Update the data below by changing every "thickest part" to "widest part", and keep everything else the same.
----------------
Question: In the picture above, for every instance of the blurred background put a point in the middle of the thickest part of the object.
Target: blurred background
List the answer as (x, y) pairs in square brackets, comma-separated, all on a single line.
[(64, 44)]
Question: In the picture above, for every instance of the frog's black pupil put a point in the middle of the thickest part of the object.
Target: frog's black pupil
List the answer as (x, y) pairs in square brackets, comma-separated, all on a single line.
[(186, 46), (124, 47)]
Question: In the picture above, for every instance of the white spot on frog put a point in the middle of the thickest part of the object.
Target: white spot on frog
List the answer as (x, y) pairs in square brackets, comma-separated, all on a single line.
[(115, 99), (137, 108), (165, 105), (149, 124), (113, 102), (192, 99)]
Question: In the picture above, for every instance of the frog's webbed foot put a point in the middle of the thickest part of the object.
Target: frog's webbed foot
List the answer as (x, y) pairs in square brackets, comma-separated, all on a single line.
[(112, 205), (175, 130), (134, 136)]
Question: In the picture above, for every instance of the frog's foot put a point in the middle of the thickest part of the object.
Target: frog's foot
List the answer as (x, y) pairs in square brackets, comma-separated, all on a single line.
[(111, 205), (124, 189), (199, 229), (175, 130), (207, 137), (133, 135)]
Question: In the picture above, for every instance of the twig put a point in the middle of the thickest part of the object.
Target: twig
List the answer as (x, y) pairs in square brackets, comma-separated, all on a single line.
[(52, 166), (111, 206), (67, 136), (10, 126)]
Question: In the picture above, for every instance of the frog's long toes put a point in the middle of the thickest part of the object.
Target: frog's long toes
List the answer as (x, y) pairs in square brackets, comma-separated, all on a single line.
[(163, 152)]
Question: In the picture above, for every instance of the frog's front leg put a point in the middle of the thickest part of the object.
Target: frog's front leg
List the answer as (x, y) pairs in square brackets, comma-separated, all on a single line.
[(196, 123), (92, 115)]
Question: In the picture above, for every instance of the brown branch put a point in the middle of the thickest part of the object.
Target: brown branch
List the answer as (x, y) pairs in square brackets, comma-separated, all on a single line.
----------------
→ EXERCISE OUTPUT
Question: In the picture above, for every instance of the blurred background put a point in the middle of the widest part of the object.
Target: blurred background
List the answer as (x, y) pairs in square brackets, comma-separated, all on a single line.
[(64, 44)]
Question: In the picture above, for every instance of the frog's black pupil put a point in the middle of the widest part of the object.
Target: frog's black pupil
List the answer as (x, y) pairs in square brackets, comma-separated, all on a single line.
[(186, 46), (124, 47)]
Question: In the picture above, for every instance of the white spot on frog put a point in the middle of the widest part of the object.
Target: white spot on frog
List the answer as (x, y) pairs in square brackets, comma-separated, all on a single line.
[(115, 99), (137, 108), (165, 105), (149, 124), (113, 102), (192, 99)]
Question: In the picture above, for every instance of the frog's webbed foot put a point in the middle of the widest part of the object.
Target: frog's webbed foot
List the answer as (x, y) pairs in square brackets, comma-separated, all on a single line.
[(112, 205), (175, 130), (134, 136)]
Question: In the picture above, for every instance of the frog's foot put a point in the middle of the widest part of the object.
Target: frog's foot
List the answer as (x, y) pairs in square brackets, comma-separated, all on a single line.
[(111, 205), (124, 189), (199, 229), (175, 130), (207, 137), (133, 135)]
Question: In the picture above, for every instance of the twig put a point in the middle of the widest part of the object.
Target: twig
List the answer as (x, y) pairs in square brackets, comma-separated, all on a single line.
[(52, 166), (111, 206), (67, 136), (10, 126)]
Question: In the picture above, for every instance of the frog's long toes put a point in the middle of the widest part of the object.
Target: frog's long toes
List the answer as (x, y) pairs in square brackets, comma-separated, all on a single line.
[(163, 152)]
Question: In the picture above, for every instance of the frog's front leg put a point in the middle of the widest part of the object.
Target: frog's front leg
List the answer as (x, y) pairs in square brackets, comma-separated, all on a single line.
[(196, 123), (92, 115)]
Question: In the picture above, for every instance of the brown branch put a point in the middle of the widest part of the object.
Target: brown branch
List the answer as (x, y) pairs in square brackets, comma-separated, all on a single line.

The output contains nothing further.